-- BEGIN Task input --

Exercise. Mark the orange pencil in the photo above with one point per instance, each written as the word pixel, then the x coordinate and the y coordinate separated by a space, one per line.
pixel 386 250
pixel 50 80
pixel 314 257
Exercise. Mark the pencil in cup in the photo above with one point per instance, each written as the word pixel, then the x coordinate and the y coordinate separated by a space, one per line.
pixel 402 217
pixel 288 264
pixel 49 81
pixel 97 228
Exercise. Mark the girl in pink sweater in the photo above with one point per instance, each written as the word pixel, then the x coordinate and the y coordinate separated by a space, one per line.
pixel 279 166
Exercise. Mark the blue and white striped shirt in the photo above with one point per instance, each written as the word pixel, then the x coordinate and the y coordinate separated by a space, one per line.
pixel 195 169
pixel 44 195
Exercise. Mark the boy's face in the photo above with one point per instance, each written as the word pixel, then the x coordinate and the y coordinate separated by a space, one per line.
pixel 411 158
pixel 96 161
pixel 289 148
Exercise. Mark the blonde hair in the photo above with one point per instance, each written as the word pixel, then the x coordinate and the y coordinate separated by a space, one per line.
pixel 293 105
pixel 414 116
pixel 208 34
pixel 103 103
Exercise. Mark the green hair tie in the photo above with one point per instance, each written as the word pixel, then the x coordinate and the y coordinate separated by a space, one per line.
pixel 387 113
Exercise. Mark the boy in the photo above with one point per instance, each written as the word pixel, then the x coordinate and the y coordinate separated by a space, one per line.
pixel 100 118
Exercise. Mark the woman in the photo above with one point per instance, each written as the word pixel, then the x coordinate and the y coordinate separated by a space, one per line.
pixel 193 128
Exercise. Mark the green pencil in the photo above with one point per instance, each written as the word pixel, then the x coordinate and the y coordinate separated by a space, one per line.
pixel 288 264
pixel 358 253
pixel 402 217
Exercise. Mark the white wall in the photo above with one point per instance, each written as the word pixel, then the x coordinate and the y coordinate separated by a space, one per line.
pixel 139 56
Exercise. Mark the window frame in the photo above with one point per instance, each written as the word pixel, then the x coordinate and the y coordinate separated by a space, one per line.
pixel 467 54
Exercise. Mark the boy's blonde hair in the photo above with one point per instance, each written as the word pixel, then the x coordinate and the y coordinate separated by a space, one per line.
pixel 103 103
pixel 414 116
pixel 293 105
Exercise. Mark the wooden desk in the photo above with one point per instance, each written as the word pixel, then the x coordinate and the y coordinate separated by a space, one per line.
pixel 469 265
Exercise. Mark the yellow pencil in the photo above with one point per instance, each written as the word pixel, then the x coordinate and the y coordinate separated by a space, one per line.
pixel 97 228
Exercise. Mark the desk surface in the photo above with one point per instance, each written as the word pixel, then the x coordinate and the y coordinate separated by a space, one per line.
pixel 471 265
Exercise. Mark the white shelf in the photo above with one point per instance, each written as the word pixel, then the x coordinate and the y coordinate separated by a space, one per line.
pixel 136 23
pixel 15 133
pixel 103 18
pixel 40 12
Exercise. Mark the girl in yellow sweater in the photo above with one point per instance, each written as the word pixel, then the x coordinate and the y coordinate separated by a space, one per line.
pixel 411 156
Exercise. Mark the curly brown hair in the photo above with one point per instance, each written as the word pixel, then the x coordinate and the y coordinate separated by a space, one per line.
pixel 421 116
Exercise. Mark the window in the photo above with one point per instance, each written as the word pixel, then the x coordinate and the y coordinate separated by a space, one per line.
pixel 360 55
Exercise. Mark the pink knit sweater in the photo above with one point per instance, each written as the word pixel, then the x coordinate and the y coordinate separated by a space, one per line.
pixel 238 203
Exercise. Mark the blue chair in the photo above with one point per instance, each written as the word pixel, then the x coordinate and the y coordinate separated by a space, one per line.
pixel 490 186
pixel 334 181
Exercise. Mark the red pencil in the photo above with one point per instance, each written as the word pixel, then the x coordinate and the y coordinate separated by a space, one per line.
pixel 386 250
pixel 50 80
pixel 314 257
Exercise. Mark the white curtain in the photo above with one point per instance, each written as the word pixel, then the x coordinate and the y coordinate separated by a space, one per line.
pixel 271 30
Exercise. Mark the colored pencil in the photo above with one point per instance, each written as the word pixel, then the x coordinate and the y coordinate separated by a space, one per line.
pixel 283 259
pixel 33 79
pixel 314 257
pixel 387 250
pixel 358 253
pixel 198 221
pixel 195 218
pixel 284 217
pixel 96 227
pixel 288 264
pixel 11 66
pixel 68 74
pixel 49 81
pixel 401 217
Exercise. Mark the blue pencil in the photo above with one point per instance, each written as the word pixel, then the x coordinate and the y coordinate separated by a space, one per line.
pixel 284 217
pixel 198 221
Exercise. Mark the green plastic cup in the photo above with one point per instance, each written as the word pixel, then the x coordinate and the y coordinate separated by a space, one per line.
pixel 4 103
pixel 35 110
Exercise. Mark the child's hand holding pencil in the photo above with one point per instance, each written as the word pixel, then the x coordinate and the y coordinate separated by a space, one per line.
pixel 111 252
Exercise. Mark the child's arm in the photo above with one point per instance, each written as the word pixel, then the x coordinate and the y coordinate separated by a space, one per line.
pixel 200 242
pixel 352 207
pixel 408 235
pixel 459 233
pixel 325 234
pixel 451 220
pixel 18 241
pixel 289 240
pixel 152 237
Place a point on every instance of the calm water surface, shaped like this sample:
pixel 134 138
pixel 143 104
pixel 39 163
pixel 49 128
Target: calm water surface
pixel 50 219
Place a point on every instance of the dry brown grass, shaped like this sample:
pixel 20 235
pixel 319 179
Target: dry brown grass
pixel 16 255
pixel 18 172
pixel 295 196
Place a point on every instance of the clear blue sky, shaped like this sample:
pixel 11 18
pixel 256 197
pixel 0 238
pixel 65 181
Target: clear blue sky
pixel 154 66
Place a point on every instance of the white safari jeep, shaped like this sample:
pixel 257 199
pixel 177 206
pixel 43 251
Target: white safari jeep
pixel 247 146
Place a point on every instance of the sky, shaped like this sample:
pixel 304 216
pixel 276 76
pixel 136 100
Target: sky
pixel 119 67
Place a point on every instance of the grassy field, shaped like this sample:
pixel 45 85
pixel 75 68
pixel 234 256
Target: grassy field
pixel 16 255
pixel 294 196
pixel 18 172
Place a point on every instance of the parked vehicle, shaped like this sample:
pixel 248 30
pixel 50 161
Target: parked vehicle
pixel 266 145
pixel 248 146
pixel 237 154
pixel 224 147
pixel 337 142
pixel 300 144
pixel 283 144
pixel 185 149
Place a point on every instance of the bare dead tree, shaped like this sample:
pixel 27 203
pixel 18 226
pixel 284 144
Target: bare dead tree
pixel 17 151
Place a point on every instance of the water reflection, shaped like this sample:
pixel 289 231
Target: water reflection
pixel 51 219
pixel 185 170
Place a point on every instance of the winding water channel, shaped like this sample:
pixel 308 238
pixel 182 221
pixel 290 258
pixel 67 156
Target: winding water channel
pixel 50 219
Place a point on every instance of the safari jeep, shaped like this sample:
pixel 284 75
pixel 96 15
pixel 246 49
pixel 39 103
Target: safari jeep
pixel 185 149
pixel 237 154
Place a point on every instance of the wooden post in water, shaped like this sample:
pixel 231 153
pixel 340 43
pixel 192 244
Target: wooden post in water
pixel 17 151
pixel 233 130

-- END Task input --
-- BEGIN Task input --

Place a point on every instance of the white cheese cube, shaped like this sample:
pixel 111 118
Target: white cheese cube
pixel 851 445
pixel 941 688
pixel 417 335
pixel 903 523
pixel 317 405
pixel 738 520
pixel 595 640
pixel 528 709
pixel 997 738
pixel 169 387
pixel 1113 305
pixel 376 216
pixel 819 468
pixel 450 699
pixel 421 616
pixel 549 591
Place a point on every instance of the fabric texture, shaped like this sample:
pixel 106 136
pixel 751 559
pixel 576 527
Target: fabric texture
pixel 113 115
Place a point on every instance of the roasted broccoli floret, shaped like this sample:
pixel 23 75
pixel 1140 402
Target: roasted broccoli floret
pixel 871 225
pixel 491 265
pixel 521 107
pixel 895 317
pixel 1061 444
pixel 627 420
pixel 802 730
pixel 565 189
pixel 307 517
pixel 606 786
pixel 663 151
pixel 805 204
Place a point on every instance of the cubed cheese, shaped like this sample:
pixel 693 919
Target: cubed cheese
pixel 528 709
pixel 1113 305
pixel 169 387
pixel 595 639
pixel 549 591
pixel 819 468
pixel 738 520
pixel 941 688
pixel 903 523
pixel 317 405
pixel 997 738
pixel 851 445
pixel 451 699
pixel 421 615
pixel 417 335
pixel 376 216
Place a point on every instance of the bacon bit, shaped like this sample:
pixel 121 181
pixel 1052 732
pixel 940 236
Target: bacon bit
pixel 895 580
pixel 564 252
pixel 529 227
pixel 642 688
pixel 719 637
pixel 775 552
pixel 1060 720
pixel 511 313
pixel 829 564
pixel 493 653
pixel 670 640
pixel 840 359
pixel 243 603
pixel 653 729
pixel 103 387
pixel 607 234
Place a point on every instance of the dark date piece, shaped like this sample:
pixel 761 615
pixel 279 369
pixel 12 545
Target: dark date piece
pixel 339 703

-- END Task input --

## Task requirements:
Return the lines of the material above word for word, starting at the line that contains "Place a point on every instance of the roasted" and ending at the line that contains "pixel 339 703", with both of those lines included.

## Complete output:
Place a point on every instance of the roasted broccoli floret, shaped like this sample:
pixel 23 75
pixel 1140 402
Target: roasted broccoli floret
pixel 871 225
pixel 491 265
pixel 521 107
pixel 895 317
pixel 1061 444
pixel 627 420
pixel 802 730
pixel 565 189
pixel 307 517
pixel 606 786
pixel 663 151
pixel 805 204
Place a point on every instance of the cubed cheese, shaped like this sample:
pixel 693 919
Target: cubed cheese
pixel 528 709
pixel 1113 305
pixel 169 387
pixel 595 639
pixel 549 591
pixel 819 468
pixel 738 520
pixel 941 688
pixel 903 523
pixel 317 405
pixel 997 738
pixel 851 445
pixel 451 699
pixel 421 615
pixel 417 335
pixel 376 216
Place a point on every instance of the bacon bit, shaped like this sample:
pixel 121 181
pixel 1052 732
pixel 940 236
Target: bacon bit
pixel 895 580
pixel 564 252
pixel 529 227
pixel 642 688
pixel 719 637
pixel 775 552
pixel 1060 720
pixel 511 313
pixel 829 564
pixel 493 653
pixel 670 640
pixel 840 359
pixel 243 603
pixel 653 729
pixel 103 387
pixel 607 234
Place a point on every instance of the dark date piece, shaped like this sample:
pixel 761 615
pixel 279 369
pixel 12 545
Target: dark date piece
pixel 339 703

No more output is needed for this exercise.